### SUPPLIED TEXT
====
Addressing confounding factors and multi-omics integration for single cell dataset using machine learning
Nigatu Ayele Adossa1, Leif Schauser1,
1Qiagen A/S; 2University of Turku
The complex nature of biological science can be more understood by integrating different cellular measurements at a single cell resolution. Recently, several researchers have identified novel cell types using single cell measurement techniques. Single cell cellular measurement techniques produce tremendous amount of data with higher noise. Therefore, there is high demand for development of statistical methods that deals with such noisy and big data. Integration of several multi omics data at single cell resolution would also give more accurate results in understanding the cellular system.
As part of the PhD project, we would like to address the challenge of both technical and biological variabilities that arise from both single cell RNA sequencing and single cell Bisulfite sequencing techniques.In addition, integrating the genome wide measurements of gene expressions, DNA methylations, transcription factor binding proteins and binding sites together with high throughput imaging for single cell analysis, we would like to report molecular markers that are crucial for differentiation and plasticity in helper T cells. The dataset has been generated under partner institutes of ENLIGHT-TEN consortium.
====
### PROBLEMS TO WORK ON
[1] In the abstract on single-cell multi-omics integration, whose partner institutes generated the dataset?
[2] Extend the abstract on single-cell multi-omics integration with a short paragraph that picks up after its final sentence.

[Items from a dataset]
====
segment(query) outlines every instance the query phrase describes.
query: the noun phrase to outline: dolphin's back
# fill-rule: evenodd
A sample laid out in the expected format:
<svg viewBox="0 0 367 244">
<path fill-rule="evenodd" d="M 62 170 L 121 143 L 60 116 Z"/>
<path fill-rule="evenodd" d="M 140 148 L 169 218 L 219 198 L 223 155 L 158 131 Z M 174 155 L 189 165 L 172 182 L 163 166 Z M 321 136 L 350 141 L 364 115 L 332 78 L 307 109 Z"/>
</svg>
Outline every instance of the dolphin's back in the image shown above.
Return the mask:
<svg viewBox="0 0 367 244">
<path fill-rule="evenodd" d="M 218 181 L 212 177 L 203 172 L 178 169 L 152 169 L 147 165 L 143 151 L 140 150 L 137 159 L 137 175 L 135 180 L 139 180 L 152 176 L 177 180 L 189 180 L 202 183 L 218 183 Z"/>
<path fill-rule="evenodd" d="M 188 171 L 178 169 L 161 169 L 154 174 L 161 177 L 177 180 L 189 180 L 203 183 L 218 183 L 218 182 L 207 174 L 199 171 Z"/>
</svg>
====
### ANSWERS BELOW
[1] The partner institutes of the ENLIGHT-TEN consortium generated it.

[2]
Statistical methods such as factor analysis and latent variable modeling is being employed in removing the technical, biological variations. Non-parametric method such as latent dirichlet allocation (LDA) is being implemented in cell type identification and differential expression analysis.Different machine learning methods such as ensemble methods and neural network with multi-layer perceptron (MLP) is being used to integrate multi-omics measurement data.